▶ _REQUIREMENT_
Please work out how many lines of the records below contain the string "tail", treating uppercase and lowercase as different. Give only the number.

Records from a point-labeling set
◆ ◆ ◆
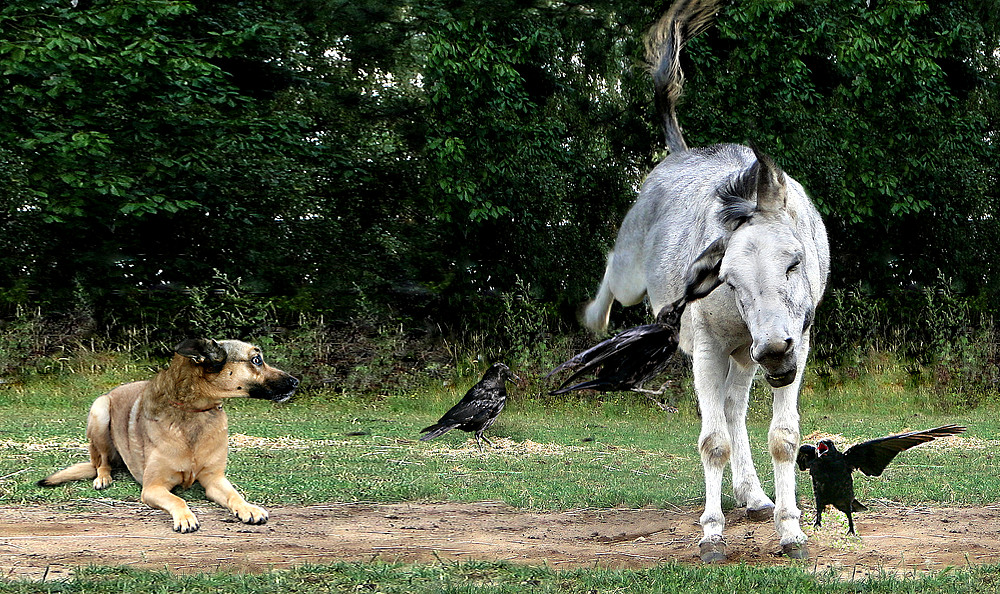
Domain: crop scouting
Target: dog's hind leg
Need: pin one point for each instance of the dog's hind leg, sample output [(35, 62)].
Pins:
[(220, 490), (102, 448)]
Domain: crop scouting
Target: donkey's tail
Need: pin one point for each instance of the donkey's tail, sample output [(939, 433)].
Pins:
[(684, 20)]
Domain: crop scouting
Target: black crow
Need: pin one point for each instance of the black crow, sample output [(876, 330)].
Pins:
[(831, 470), (629, 359), (479, 408)]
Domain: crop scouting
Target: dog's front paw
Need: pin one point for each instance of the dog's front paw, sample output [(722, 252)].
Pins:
[(185, 523), (251, 514)]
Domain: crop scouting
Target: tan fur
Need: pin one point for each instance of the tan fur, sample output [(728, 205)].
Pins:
[(171, 431)]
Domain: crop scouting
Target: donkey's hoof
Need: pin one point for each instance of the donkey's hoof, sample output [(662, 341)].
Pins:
[(761, 514), (795, 550), (713, 552)]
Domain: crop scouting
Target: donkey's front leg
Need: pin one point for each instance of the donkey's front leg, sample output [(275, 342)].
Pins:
[(746, 484), (715, 446), (783, 442)]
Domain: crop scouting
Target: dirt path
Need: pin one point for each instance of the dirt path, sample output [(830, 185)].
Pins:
[(50, 541)]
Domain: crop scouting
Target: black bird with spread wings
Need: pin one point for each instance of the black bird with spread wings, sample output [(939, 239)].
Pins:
[(629, 359), (832, 471), (632, 357), (479, 408)]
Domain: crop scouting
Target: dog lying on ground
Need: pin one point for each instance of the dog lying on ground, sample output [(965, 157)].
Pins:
[(171, 430)]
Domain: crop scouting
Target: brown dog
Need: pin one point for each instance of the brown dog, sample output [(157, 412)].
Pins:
[(172, 431)]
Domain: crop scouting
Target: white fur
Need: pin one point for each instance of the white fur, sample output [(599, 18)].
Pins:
[(760, 308)]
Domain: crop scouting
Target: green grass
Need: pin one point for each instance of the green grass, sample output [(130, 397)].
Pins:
[(617, 450), (502, 578)]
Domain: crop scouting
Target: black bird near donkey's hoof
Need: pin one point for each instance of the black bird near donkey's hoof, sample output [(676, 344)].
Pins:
[(479, 408), (629, 359), (832, 470)]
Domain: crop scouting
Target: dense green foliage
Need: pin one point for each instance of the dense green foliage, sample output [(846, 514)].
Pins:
[(463, 165)]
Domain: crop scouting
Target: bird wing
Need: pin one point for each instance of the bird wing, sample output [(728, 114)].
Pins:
[(807, 453), (629, 358), (871, 457), (597, 355), (622, 361), (477, 403)]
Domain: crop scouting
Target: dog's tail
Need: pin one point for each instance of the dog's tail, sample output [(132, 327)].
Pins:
[(77, 472), (683, 20)]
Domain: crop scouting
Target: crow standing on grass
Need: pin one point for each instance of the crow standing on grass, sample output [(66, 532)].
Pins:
[(479, 408), (831, 470)]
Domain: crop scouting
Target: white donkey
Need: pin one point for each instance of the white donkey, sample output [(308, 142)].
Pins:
[(725, 216)]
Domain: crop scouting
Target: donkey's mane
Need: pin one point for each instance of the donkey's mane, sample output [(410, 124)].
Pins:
[(738, 197)]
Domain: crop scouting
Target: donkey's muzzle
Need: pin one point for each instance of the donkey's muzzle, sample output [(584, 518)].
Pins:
[(780, 380)]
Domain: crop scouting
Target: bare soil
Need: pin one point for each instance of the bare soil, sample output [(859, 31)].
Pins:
[(48, 542)]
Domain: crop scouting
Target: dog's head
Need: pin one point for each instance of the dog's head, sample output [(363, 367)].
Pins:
[(231, 368)]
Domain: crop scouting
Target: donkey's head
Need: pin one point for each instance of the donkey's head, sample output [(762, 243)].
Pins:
[(762, 260)]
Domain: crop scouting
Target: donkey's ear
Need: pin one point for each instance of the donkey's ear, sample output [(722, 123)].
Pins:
[(703, 274), (202, 351), (771, 192)]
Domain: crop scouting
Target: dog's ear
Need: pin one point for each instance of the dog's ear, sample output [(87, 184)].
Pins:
[(203, 351)]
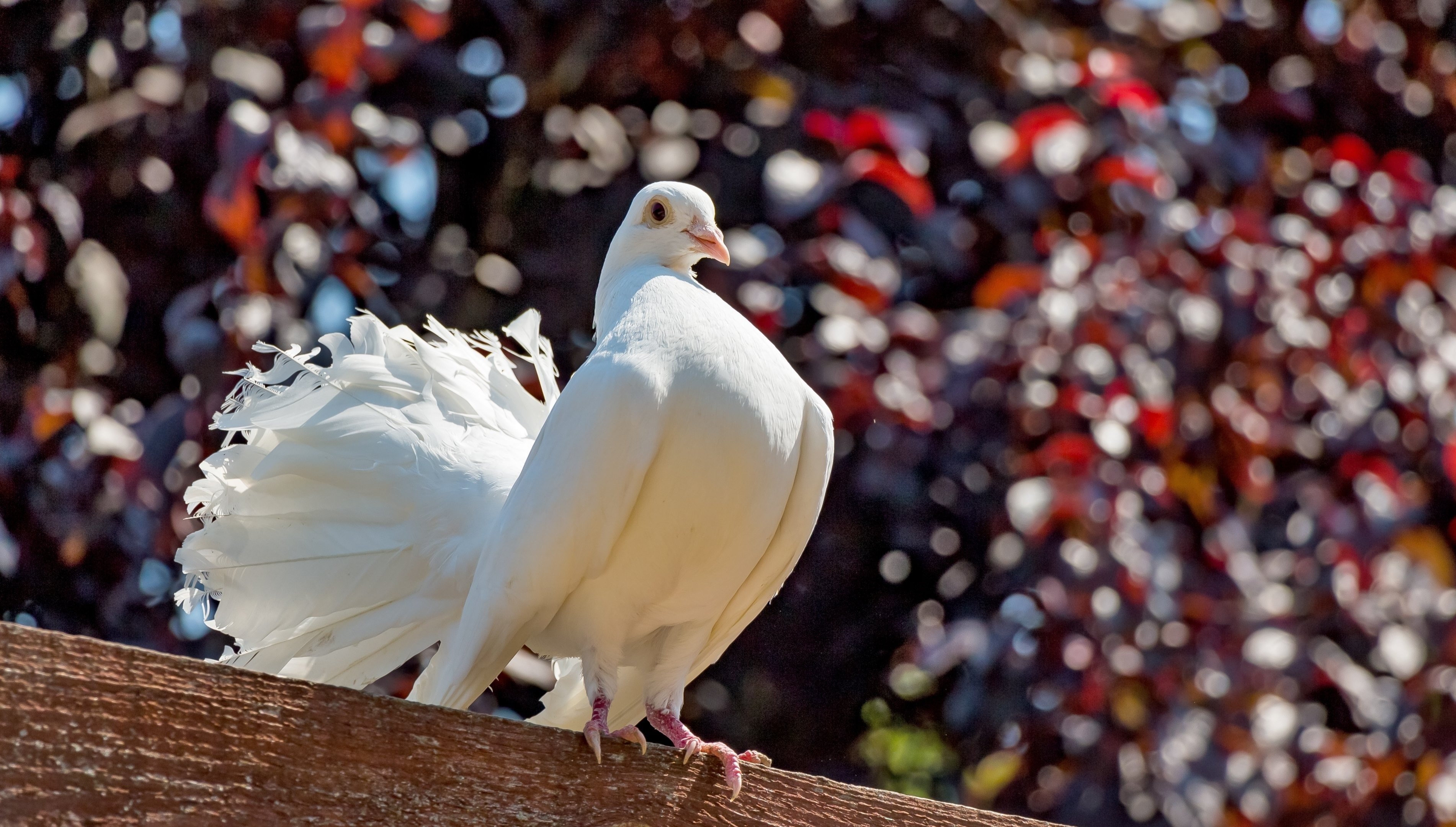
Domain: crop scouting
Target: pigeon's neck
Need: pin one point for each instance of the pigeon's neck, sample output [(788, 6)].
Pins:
[(622, 274)]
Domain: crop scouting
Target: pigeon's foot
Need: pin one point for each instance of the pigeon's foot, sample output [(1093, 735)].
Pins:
[(596, 730), (598, 727), (669, 724)]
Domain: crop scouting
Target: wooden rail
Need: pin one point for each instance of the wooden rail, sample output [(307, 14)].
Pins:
[(95, 733)]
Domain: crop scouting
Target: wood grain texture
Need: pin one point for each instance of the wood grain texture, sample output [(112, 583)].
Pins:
[(95, 733)]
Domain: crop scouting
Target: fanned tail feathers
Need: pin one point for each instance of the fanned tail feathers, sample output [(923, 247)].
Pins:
[(344, 515)]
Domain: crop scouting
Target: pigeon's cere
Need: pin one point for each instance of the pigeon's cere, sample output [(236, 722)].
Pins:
[(629, 528)]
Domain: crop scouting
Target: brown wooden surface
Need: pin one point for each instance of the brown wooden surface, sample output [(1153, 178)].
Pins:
[(95, 733)]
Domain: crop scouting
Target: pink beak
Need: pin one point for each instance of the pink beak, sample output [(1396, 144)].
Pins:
[(708, 241)]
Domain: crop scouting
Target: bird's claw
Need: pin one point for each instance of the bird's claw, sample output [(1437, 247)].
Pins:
[(733, 769), (595, 730), (691, 749), (595, 740)]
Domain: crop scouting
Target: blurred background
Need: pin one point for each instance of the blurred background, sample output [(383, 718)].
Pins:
[(1136, 318)]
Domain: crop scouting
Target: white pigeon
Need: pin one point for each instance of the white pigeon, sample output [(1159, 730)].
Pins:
[(663, 502)]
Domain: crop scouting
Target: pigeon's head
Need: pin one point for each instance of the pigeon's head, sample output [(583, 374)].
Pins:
[(670, 223)]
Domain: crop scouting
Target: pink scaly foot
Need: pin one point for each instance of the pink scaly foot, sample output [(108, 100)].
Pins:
[(669, 724), (598, 727)]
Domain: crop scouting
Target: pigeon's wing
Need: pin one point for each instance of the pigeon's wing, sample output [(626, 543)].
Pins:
[(800, 515), (343, 522), (558, 526), (567, 705)]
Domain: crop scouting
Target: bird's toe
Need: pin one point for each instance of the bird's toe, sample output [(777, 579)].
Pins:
[(593, 736)]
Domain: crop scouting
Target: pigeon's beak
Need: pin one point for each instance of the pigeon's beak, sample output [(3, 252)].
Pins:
[(708, 239)]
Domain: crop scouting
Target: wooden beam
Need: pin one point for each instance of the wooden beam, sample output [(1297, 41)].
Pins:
[(95, 733)]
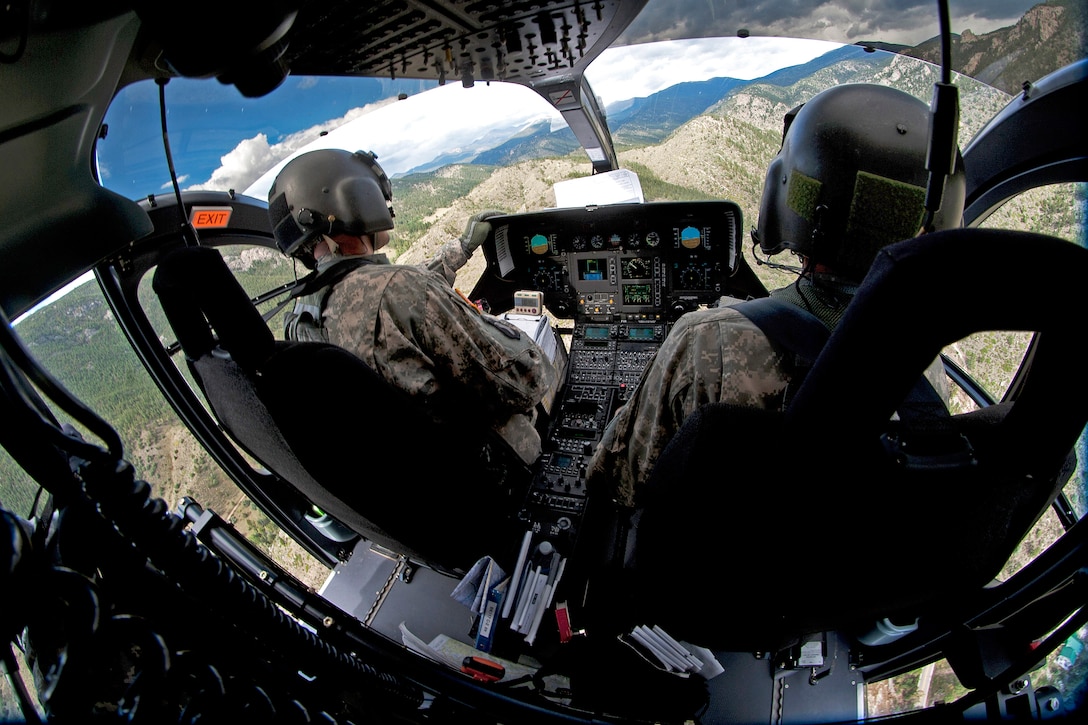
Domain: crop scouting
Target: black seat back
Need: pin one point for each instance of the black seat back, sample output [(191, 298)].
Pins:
[(831, 515), (357, 447)]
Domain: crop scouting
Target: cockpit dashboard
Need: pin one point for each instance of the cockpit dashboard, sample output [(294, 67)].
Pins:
[(618, 277)]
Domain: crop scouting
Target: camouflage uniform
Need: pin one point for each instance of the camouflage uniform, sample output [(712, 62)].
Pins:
[(711, 355), (419, 333)]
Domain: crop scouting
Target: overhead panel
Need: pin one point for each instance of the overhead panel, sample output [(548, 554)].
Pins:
[(468, 41)]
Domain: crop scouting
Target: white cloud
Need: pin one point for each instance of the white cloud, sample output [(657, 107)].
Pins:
[(405, 135), (630, 72)]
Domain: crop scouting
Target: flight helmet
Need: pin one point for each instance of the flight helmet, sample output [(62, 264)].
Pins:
[(328, 192), (851, 179)]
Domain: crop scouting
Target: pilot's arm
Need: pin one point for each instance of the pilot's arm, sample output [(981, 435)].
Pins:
[(455, 254), (709, 356)]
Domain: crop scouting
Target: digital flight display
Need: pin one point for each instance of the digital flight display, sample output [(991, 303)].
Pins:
[(638, 294), (591, 270)]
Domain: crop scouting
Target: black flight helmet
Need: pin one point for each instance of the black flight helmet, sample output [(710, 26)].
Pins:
[(851, 179), (328, 192)]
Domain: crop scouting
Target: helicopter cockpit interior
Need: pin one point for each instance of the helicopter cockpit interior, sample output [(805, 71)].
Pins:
[(784, 564)]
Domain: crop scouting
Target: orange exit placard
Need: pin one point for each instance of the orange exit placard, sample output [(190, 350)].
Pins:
[(210, 217)]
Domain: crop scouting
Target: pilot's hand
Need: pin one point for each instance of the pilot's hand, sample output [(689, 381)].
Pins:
[(477, 231)]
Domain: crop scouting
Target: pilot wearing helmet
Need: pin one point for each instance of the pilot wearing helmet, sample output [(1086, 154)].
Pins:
[(849, 180), (333, 210)]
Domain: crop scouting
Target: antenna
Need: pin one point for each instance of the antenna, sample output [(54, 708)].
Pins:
[(188, 231), (943, 123)]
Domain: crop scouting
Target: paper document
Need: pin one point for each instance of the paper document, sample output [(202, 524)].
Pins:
[(618, 186)]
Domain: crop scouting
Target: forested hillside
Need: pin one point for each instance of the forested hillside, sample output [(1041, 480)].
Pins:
[(721, 152)]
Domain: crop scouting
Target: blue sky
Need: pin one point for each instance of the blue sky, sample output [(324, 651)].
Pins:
[(220, 139)]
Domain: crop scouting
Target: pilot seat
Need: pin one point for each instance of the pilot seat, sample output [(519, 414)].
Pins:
[(357, 447), (761, 527)]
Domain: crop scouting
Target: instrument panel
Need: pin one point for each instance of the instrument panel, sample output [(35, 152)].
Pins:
[(622, 273), (638, 261)]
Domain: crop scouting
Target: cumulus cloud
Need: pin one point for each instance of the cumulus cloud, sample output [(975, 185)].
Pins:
[(245, 163)]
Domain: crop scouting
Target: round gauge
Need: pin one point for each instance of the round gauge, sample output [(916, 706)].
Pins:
[(691, 237), (691, 279), (635, 269)]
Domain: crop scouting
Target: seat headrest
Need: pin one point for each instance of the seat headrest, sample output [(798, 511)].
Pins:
[(928, 292)]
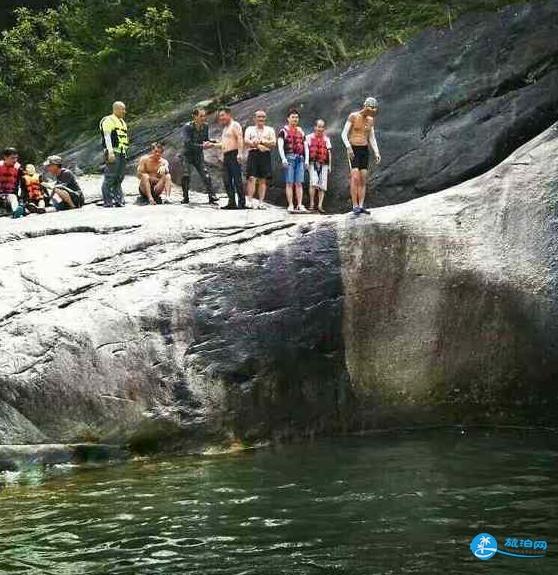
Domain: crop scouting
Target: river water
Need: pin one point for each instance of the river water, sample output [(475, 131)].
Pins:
[(383, 504)]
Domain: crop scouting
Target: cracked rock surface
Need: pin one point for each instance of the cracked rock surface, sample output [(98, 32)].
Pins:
[(146, 322)]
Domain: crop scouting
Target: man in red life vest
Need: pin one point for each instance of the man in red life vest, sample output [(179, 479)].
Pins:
[(33, 191), (10, 180), (318, 163), (291, 143)]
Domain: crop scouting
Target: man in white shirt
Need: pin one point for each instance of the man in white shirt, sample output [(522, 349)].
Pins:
[(259, 140)]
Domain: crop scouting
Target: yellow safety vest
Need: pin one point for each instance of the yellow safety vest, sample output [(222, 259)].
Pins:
[(118, 133)]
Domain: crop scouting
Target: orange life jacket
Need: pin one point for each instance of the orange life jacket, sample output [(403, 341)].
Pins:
[(34, 189), (294, 140), (318, 149), (9, 176)]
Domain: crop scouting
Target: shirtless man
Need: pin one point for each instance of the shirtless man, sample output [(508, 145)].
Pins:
[(260, 140), (154, 175), (358, 137), (232, 146)]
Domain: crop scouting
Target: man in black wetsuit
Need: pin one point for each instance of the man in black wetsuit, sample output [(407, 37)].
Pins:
[(195, 136)]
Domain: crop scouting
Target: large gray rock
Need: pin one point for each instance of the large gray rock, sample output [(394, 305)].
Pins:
[(454, 103), (140, 323)]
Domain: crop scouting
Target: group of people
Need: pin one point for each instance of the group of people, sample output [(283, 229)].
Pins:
[(298, 152), (23, 190)]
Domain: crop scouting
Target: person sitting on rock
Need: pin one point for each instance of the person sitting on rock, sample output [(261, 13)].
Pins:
[(260, 140), (66, 191), (291, 143), (318, 163), (154, 175), (195, 137), (358, 137), (10, 181), (33, 191)]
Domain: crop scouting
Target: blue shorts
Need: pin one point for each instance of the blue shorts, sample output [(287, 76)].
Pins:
[(294, 172)]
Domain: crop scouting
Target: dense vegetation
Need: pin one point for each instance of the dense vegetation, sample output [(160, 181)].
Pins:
[(61, 67)]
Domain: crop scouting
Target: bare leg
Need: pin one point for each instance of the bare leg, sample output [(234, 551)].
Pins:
[(12, 200), (161, 186), (362, 187), (355, 185), (321, 195), (250, 189), (312, 194), (168, 185), (289, 194), (262, 189), (66, 198), (145, 187), (298, 195)]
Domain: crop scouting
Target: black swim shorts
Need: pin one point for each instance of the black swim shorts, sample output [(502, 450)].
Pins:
[(361, 158)]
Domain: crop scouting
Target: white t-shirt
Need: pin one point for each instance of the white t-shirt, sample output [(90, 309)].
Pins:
[(267, 133)]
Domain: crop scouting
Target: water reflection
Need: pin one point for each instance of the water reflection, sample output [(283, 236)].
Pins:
[(384, 505)]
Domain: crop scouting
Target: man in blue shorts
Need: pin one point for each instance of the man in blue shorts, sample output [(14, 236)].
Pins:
[(291, 143)]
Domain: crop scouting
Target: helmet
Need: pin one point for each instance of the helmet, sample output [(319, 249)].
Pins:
[(371, 102)]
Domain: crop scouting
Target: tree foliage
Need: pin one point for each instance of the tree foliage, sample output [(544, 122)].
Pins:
[(61, 68)]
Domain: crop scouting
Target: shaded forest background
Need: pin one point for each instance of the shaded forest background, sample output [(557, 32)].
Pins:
[(63, 63)]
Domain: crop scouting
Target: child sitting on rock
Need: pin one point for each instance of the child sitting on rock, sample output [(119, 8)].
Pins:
[(33, 191)]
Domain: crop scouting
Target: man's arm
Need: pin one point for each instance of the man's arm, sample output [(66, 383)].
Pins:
[(239, 139), (374, 145), (345, 133)]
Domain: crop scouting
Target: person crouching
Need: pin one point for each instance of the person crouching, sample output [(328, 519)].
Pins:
[(66, 192), (33, 191)]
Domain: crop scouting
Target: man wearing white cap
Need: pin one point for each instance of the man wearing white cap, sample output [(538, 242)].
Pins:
[(358, 137)]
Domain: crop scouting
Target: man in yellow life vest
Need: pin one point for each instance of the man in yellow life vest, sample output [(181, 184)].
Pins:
[(114, 133)]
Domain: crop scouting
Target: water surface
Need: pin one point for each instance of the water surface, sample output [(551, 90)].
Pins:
[(382, 505)]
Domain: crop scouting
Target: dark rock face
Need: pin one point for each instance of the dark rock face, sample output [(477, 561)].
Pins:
[(454, 103), (220, 325)]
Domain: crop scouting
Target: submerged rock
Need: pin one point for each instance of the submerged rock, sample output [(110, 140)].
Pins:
[(454, 103), (134, 325)]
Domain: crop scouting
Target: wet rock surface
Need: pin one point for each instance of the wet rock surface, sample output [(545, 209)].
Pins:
[(138, 324), (454, 103)]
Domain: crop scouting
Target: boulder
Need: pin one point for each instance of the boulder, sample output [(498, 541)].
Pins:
[(145, 324), (454, 103)]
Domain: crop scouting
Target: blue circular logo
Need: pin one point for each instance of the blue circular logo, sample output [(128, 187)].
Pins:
[(484, 546)]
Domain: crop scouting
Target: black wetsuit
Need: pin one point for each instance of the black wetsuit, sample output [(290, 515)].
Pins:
[(193, 138)]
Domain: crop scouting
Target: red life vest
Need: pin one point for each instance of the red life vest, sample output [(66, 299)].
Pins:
[(317, 146), (294, 140), (9, 176), (34, 190)]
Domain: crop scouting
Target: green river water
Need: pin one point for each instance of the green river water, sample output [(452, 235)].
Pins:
[(383, 504)]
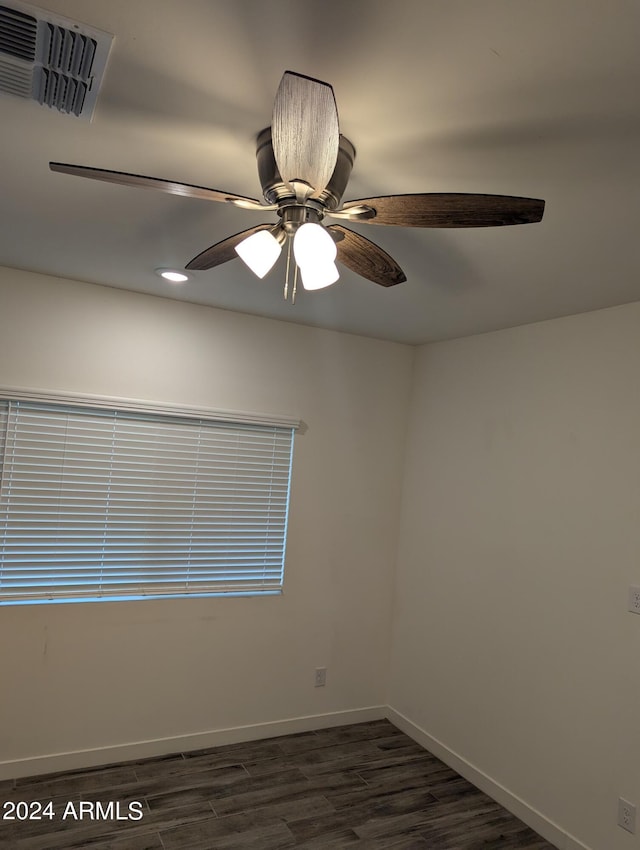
◆ ◆ ◆
▶ _SOLUTION BELOW_
6